ACTIVITY:
Reproduce the data exactly and drop any pictures it holds.

----- RECORDS FOR THE TASK

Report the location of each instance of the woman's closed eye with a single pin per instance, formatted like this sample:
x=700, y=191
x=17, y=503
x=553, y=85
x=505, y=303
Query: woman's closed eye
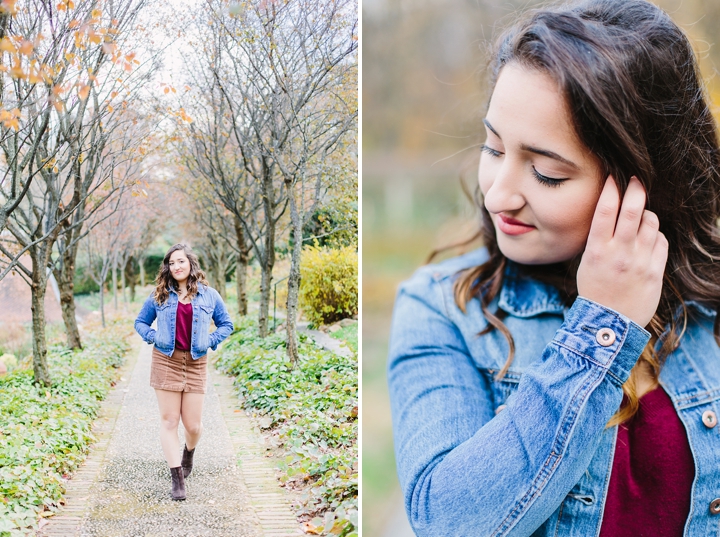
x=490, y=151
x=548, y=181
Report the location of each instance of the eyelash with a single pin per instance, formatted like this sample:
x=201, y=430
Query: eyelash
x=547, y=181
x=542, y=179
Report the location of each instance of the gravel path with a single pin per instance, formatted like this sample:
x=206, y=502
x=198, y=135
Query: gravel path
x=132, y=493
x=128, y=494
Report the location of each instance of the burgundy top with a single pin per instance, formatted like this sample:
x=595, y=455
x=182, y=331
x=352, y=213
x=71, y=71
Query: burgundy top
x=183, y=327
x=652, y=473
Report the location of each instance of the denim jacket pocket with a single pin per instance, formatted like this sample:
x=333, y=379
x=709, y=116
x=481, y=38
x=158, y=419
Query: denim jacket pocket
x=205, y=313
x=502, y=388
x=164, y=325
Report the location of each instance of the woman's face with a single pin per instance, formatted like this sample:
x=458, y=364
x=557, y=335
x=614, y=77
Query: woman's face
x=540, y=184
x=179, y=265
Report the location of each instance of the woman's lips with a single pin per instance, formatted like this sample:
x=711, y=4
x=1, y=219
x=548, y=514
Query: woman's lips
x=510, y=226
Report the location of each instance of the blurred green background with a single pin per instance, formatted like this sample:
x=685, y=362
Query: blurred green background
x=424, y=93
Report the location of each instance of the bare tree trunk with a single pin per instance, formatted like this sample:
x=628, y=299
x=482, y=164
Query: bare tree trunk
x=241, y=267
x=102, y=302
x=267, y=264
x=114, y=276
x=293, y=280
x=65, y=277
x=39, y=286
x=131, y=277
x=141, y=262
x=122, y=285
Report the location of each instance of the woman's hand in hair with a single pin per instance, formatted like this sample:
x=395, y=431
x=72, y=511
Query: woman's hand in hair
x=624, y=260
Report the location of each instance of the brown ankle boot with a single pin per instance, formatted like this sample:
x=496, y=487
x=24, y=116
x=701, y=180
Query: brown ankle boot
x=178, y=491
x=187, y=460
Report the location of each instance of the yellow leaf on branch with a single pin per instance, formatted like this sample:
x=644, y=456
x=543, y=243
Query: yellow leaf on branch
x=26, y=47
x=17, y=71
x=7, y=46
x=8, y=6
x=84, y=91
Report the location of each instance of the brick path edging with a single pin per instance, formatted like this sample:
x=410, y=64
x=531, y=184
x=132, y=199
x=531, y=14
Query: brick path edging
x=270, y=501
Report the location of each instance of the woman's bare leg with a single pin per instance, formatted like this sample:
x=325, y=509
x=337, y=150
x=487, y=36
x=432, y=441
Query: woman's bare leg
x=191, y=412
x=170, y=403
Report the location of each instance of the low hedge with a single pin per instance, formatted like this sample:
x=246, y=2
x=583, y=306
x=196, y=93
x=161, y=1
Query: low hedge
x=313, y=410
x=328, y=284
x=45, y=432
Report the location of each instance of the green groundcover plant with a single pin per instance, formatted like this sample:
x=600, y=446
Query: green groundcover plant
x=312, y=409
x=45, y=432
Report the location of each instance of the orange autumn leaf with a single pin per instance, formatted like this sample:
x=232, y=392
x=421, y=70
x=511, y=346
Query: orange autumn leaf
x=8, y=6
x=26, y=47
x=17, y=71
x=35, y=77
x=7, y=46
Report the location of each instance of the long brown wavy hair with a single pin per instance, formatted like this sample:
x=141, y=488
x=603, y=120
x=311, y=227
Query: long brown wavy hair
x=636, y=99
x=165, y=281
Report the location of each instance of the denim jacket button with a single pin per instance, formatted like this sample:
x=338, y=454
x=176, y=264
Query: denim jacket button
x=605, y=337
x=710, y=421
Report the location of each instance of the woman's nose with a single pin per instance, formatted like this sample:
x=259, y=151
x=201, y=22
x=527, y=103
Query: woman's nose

----------

SOLUTION FOR THIS EXERCISE:
Report the location of each instance of the woman's closed eye with a single pin per instance, formatted like this sample:
x=700, y=191
x=17, y=503
x=553, y=85
x=505, y=303
Query: woman's closed eye
x=490, y=151
x=548, y=181
Report the location of each instance of the eyelash with a single pin per instance, formatted like this sample:
x=201, y=430
Query: eyelash
x=547, y=181
x=542, y=179
Report the location of each instance of the gravel path with a single pin per instance, formatted like this sample:
x=206, y=502
x=198, y=135
Query: gravel path
x=132, y=493
x=128, y=494
Report the location of each instance of the burgundy top with a single pin per instance, formatted like this sample:
x=595, y=455
x=182, y=331
x=352, y=213
x=71, y=71
Query: burgundy top
x=183, y=327
x=652, y=473
Report the location of each instance of the denim jacket pocket with a single pin per instance, formatted like this sample:
x=333, y=379
x=709, y=116
x=481, y=38
x=158, y=419
Query: denim jacket pocket
x=205, y=313
x=502, y=388
x=164, y=325
Report the location of each instance of the woman's face with a single pin per instance, formatted like this sample:
x=458, y=364
x=557, y=335
x=614, y=77
Query: woman's face
x=540, y=184
x=179, y=265
Report the location of each instance of the woman's lips with a single pin per instance, formatted like this sample:
x=711, y=4
x=1, y=219
x=548, y=514
Query: woman's lips
x=510, y=226
Report the location of each instance of the blurred green background with a single pin per instance, formatted like this sample:
x=685, y=362
Query: blurred green background
x=424, y=93
Report the location of each instance of the bare tree trunk with a single pin per instance, formatted like this sample:
x=628, y=299
x=482, y=164
Query: bare tree trunk
x=241, y=267
x=102, y=302
x=267, y=264
x=114, y=276
x=293, y=280
x=65, y=277
x=39, y=286
x=131, y=277
x=141, y=262
x=122, y=285
Report the location of each instance of the woman's hand in hair with a single pin per instance, formatted like this sample:
x=395, y=431
x=72, y=511
Query: woman's hand in hair
x=624, y=260
Report the location of each instance of the brown ankle boot with a single pin per instance, formatted like this sample:
x=496, y=487
x=24, y=116
x=701, y=180
Query: brown ankle boot
x=178, y=491
x=187, y=460
Report the location of each instance of the yellow leaf on branch with a single pin per instance, formatted like this sample:
x=644, y=456
x=543, y=243
Query: yellow leaf on branch
x=26, y=47
x=17, y=71
x=7, y=46
x=8, y=6
x=84, y=91
Report the location of each instance of the brick path edging with a single pin per instance, formatted like this sample:
x=410, y=64
x=531, y=184
x=132, y=199
x=531, y=14
Query: brick path edging
x=270, y=501
Report the location of each instance of the woman's bare leg with a single pin per instance, formatted like this sample:
x=325, y=509
x=337, y=150
x=487, y=36
x=432, y=441
Query: woman's bare leg
x=191, y=412
x=170, y=403
Report the location of each instance of the low hedge with a single pin per instance, formatted like this sample:
x=246, y=2
x=583, y=306
x=196, y=93
x=161, y=1
Query: low hedge
x=313, y=410
x=328, y=284
x=45, y=432
Report the location of each instance of the green groundcover plant with a single pin per instance, formatted like this sample:
x=600, y=446
Query: green groundcover plant
x=312, y=409
x=45, y=432
Report the location of each instance of the orange autumn leaf with a single pin per instance, formatted like this sample:
x=232, y=392
x=421, y=70
x=511, y=346
Query: orange autumn leaf
x=8, y=6
x=26, y=47
x=17, y=71
x=35, y=77
x=7, y=46
Report the location of each instance of the long brown wavy hair with a single pin per instance, formatted like this sample:
x=141, y=488
x=603, y=120
x=311, y=227
Query: long brown wavy hair
x=636, y=99
x=165, y=281
Report the location of each instance of the denim jacket button with a single pin per instance, formatted like this sample:
x=338, y=454
x=176, y=264
Query: denim jacket button
x=605, y=337
x=710, y=421
Report the location of each instance of the woman's nose with a single pin per instance, formatted like this sample:
x=259, y=151
x=201, y=22
x=527, y=103
Query: woman's nose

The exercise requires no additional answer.